### TASK DESCRIPTION
Your answer should be the full set of records, printed exactly as they stand.

### DATA TO EXAMINE
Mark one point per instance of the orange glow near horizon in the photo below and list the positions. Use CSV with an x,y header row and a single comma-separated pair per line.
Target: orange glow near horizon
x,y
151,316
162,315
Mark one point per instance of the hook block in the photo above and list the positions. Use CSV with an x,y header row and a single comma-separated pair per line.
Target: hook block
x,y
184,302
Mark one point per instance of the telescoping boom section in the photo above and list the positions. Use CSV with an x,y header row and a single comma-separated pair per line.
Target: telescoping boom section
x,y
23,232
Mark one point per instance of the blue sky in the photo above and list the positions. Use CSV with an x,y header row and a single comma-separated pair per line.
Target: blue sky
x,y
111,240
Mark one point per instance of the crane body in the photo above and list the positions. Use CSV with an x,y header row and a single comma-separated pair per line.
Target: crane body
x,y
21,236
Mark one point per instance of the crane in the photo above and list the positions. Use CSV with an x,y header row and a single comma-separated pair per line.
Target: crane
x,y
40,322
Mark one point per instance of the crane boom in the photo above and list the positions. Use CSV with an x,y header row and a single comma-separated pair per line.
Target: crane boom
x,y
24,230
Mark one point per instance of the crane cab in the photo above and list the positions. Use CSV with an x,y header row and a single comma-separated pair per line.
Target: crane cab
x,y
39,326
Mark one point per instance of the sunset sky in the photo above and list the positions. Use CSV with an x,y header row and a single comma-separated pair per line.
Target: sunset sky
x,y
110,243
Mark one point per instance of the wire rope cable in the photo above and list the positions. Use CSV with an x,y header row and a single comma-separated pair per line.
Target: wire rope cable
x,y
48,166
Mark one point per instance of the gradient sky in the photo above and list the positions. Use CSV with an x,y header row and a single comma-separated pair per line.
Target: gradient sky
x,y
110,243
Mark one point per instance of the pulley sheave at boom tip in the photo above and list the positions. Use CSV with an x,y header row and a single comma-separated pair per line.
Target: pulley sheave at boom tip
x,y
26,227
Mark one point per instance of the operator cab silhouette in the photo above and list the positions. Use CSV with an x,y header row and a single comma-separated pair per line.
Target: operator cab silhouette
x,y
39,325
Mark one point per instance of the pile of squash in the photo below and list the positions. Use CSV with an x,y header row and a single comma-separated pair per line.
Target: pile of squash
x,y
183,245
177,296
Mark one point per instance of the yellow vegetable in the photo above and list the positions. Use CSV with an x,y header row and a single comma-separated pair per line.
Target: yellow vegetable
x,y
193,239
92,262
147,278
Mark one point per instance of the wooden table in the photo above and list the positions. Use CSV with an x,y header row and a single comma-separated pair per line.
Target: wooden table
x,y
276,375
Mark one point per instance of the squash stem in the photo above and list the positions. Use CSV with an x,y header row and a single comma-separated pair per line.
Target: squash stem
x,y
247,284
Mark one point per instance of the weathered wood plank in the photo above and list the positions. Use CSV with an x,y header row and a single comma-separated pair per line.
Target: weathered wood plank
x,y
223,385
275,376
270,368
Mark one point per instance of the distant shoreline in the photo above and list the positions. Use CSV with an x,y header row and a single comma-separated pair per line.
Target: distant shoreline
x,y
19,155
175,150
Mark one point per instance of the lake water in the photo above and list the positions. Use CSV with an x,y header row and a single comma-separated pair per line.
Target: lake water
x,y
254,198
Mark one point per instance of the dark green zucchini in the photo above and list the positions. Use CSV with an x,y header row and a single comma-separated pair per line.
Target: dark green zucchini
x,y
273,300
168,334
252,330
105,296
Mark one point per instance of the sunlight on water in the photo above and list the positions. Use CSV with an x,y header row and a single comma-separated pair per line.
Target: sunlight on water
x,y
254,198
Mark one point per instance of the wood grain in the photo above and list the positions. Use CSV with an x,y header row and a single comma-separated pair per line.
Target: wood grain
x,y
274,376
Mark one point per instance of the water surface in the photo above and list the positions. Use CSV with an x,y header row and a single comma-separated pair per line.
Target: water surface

### TASK RESPONSE
Mark one point per instance of the orange glow near horizon in the photo below and list the positions. Use CSV with an x,y header row and a single comma-separated pair per line.
Target: orange glow near horizon
x,y
151,316
162,315
Mark one point per instance of the hook block in the photo above and list the positions. Use CSV with an x,y header row and a single comma-separated pair per line.
Target: hook block
x,y
184,302
Mark one point per instance of the telescoping boom section in the photo above and list the positions. Use CSV with an x,y header row and a single comma-separated pair per line.
Target: telescoping boom section
x,y
23,232
Mark one point per instance of the blue sky in the photo above and list the positions. Use CSV with an x,y header row and a single comma-separated pair per line.
Target: blue sky
x,y
111,240
Mark one point per instance of the crane body in the photo above and list the positions. Use CSV with an x,y header row and a single comma-separated pair per line.
Target: crane body
x,y
21,236
Mark one point per instance of the crane in the photo above and list the positions. Use CSV with an x,y header row and a single comma-separated pair per line.
Target: crane
x,y
40,322
Mark one point per instance of the crane boom in the photo above and list the positions. Use CSV with an x,y header row and a single comma-separated pair per line.
Target: crane boom
x,y
24,230
Mark one point per instance of the crane cab in the photo above and list the positions. Use CSV with an x,y header row and a single comma-separated pair per line.
Target: crane cab
x,y
39,326
Mark one point per instance of the sunset sky in the photo above and list the positions. Use CSV with an x,y header row and a single comma-separated pair per line.
Target: sunset sky
x,y
110,243
Mark one point per instance of the wire rope cable in the photo above and list the positions. Use CSV with an x,y header row and a single comma-separated pair per line.
Target: wire rope cable
x,y
48,166
Mark one point per instance of the gradient sky in the photo above and list the positions. Use CSV with an x,y header row and a single comma-separated pair per line.
Target: gradient sky
x,y
110,243
Mark one point per instance of the pulley sheave at boom tip in the photo above and list the positions. Use CSV with an x,y header row and a single comma-separated pair per line.
Target: pulley sheave at boom tip
x,y
26,227
Mark one point per instance of the operator cab silhouette in the photo above and list the positions. Use CSV with an x,y header row and a single comma-separated pair per line.
Target: operator cab silhouette
x,y
39,325
Mark one point per instance of the pile of squash in the photo below and list the positions. Use CSV with an x,y header row and a single comma-separated pair per line.
Target: pile of squash
x,y
183,245
177,296
Mark one point per instance of the yellow vegetable in the photo above and list the positions. Use CSV with an x,y header row and a single comma-separated pair per line.
Target: yellow vegetable
x,y
193,239
92,262
147,278
Mark one point per instance of the wooden table in the photo above and list the positions. Use CSV with an x,y header row and a single comma-separated pair per line.
Target: wooden table
x,y
276,375
Mark one point per instance of the squash stem in the photo above and list the positions. Use CSV with an x,y header row and a single comma-separated pair per line.
Target: squash stem
x,y
247,284
Mark one point per instance of the weathered wood plank in the photo above and list the positions. Use CSV with an x,y header row and a single comma-separated pair per line.
Target: weathered wood plank
x,y
223,385
275,376
270,368
Mark one point per instance of the distant shoreline in the photo above and list the positions. Use CSV with an x,y header row and a single comma-separated pair per line.
Target: distant shoreline
x,y
19,155
175,150
Mark one point per instance of the lake water in the photo above and list the positions. Use CSV with an x,y header row and a single comma-separated pair per line.
Target: lake water
x,y
254,198
Mark one point per instance of the dark green zucchini in the photo above and list the positions. Use CSV with an x,y header row and a single comma-separated pair per line.
Target: dark green zucchini
x,y
273,300
168,334
252,330
105,296
Mark one point per instance of the sunlight on water in the photo above and list the positions. Use CSV with an x,y header row and a single comma-separated pair per line.
Target: sunlight on water
x,y
254,198
Mark one point per instance of the wood grain in the photo above and list the positions. Use CSV with an x,y header row and a single comma-separated pair per line.
Target: wood grain
x,y
274,376
Mark one point per instance of the water surface in the photo above and list the positions. Use CSV with an x,y header row and a single comma-separated pair per line.
Target: water surface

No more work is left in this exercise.